# EXERCICES À RÉALISER
1/ Répondez aux questions suivantes sur le texte consacré à la prison d'Evin.
(a) Selon la BBC, qui se trouve dans cette prison ?
(b) Qui a annoncé qu'Alessia Piperno va bien ?
(c) Selon le système judiciaire iranien, combien de morts et de prisonniers blessés ont été signalés dans l'incendie ?
2/ Transcrivez fidèlement le passage du texte consacré à la prison d'Evin, de « Dans les vidéos » à « ajoute Gabriele Carrer. » inclus.

# EXTRAIT CHOISI
——

Hier soir, une épaisse colonne de fumée s’est échappée d’un des bâtiments de la prison d’Evin à Téhéran, en Iran, un établissement où sont emprisonnés des opposants politiques, des journalistes et des citoyens étrangers. Des centaines de personnes arrêtées par la police lors des manifestations, selon la BBC, se trouvent dans cette prison. L’Italienne Alessia Piperno, détenue à la prison d’Evin, va bien, a annoncé le ministère des Affaires étrangères, lit-on dans le décryptage de Gabriele Carrer dans le quotidien italien «Formiche».

Dans les vidéos diffusées sur les réseaux sociaux, on peut entendre des tirs qui ressemblent à des coups de feu et des explosions. La situation a été maîtrisée dès samedi soir, ont indiqué les autorités iraniennes. Mais, selon plusieurs témoins, la situation est loin d’être réglée. Selon le système judiciaire iranien, 4 morts et 61 prisonniers blessés ont été signalés dans l’incendie d’Evin, ajoute Gabriele Carrer.

——

# EXTRAIT DE DONNÉES
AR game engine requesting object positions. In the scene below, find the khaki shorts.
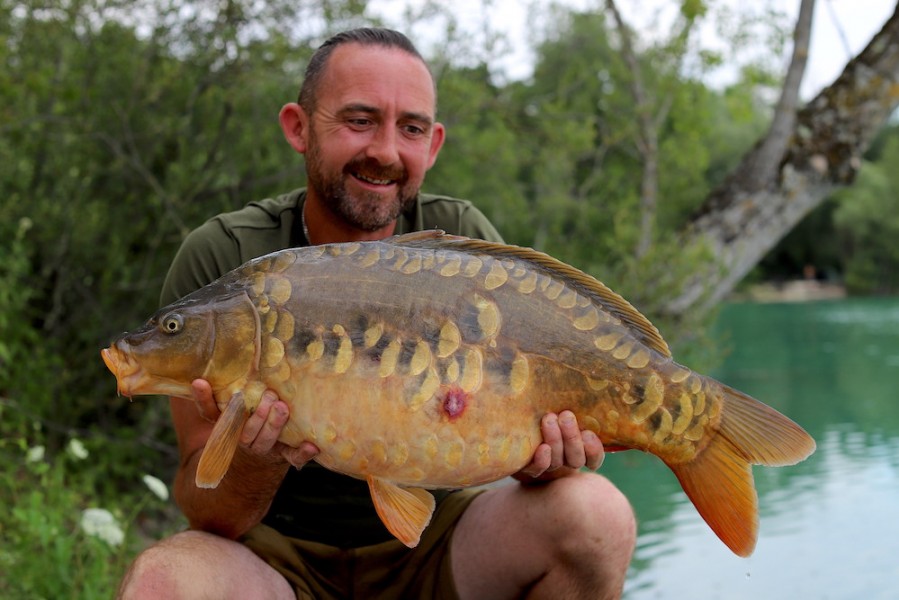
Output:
[241,490,482,600]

——

# CORRIGÉ DES EXERCICES
1/
(a) Des centaines de personnes arrêtées par la police lors des manifestations s'y trouvent.
(b) C'est le ministère des Affaires étrangères qui l'a annoncé.
(c) Il y a eu 4 morts et 61 prisonniers blessés.

2/
Dans les vidéos diffusées sur les réseaux sociaux, on peut entendre des tirs qui ressemblent à des coups de feu et des explosions. La situation a été maîtrisée dès samedi soir, ont indiqué les autorités iraniennes. Mais, selon plusieurs témoins, la situation est loin d’être réglée. Selon le système judiciaire iranien, 4 morts et 61 prisonniers blessés ont été signalés dans l’incendie d’Evin, ajoute Gabriele Carrer.